Saved data entries:
[Start of section]
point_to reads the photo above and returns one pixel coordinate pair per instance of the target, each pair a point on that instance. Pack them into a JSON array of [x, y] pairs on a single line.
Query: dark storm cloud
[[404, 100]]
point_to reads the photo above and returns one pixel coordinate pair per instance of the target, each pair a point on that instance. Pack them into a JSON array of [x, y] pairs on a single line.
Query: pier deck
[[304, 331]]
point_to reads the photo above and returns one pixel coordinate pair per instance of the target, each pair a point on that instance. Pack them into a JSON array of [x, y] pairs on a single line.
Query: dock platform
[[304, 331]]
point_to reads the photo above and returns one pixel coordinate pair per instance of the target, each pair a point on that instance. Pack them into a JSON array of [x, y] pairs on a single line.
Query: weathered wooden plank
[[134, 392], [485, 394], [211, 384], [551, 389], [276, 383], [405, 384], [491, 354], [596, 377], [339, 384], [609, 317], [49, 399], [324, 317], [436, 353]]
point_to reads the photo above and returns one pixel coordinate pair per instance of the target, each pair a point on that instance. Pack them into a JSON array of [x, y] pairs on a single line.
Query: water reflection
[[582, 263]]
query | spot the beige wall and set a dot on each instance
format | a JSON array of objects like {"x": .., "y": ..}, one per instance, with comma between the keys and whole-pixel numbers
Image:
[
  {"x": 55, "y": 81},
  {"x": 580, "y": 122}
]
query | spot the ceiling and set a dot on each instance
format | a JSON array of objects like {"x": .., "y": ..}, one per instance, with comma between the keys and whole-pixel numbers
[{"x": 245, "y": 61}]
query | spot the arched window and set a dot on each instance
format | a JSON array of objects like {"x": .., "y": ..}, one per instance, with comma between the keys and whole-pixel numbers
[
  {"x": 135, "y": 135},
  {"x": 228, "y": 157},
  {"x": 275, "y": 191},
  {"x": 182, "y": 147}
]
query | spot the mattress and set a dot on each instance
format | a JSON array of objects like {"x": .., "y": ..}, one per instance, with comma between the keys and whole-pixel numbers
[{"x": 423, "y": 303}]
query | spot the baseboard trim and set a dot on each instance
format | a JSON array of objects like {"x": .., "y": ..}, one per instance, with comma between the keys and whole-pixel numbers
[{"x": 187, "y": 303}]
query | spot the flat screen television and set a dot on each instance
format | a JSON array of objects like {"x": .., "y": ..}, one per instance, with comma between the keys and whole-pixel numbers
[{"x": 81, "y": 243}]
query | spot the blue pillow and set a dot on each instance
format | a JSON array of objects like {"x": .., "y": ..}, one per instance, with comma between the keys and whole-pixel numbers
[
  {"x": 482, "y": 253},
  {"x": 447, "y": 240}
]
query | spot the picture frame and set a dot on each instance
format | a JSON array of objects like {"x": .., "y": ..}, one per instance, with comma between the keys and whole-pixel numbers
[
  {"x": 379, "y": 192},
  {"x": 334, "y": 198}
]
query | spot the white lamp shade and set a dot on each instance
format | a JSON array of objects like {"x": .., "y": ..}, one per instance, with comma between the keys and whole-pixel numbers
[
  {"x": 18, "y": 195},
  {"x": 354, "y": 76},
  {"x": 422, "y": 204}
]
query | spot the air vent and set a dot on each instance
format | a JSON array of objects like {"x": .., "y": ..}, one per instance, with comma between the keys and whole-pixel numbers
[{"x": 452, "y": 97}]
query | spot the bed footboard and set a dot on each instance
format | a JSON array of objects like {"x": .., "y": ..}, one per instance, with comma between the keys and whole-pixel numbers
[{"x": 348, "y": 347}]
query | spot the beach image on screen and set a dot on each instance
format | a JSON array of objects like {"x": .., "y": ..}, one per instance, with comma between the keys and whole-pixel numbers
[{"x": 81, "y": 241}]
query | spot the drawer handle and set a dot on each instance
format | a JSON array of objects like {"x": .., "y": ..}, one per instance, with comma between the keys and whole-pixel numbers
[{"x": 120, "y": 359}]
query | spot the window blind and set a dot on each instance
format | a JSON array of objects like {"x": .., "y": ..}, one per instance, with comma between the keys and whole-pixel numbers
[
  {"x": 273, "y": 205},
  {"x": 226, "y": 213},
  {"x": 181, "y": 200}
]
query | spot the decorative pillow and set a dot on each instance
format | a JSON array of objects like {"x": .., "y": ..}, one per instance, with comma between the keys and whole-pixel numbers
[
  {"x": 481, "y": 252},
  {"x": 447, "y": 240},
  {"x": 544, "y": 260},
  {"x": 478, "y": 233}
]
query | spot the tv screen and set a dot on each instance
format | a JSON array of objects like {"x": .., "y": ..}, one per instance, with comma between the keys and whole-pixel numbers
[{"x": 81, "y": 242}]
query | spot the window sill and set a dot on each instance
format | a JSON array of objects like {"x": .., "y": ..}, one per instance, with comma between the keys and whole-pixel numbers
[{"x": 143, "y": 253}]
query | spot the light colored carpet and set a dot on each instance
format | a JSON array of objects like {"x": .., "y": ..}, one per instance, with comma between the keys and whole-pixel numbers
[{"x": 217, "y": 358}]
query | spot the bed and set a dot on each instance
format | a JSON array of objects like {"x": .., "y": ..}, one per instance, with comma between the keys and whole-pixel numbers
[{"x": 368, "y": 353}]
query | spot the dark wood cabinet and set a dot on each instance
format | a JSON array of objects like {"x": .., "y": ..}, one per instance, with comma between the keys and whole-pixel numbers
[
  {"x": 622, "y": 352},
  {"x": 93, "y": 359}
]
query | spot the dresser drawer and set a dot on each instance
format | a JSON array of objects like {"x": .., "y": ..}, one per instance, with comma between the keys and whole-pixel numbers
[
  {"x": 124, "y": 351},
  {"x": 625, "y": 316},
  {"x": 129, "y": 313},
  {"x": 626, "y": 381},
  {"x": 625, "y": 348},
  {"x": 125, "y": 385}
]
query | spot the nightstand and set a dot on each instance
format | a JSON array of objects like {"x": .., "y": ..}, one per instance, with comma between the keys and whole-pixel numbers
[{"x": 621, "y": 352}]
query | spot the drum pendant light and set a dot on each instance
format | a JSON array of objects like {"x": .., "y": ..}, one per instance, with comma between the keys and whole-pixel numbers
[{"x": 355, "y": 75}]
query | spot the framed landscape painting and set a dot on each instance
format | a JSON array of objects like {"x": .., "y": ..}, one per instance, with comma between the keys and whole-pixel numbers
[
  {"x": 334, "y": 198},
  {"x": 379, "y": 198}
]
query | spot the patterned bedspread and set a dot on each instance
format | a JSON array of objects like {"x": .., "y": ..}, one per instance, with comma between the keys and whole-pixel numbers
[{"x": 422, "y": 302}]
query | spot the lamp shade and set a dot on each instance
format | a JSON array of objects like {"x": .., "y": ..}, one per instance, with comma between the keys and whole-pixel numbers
[End of section]
YOUR ASSIGNMENT:
Return each line of the entries that holds the string "shade".

WRITTEN SOLUTION:
query | spot the white lamp shade and set a dot on each instance
query | spot the lamp shade and set a dot on each instance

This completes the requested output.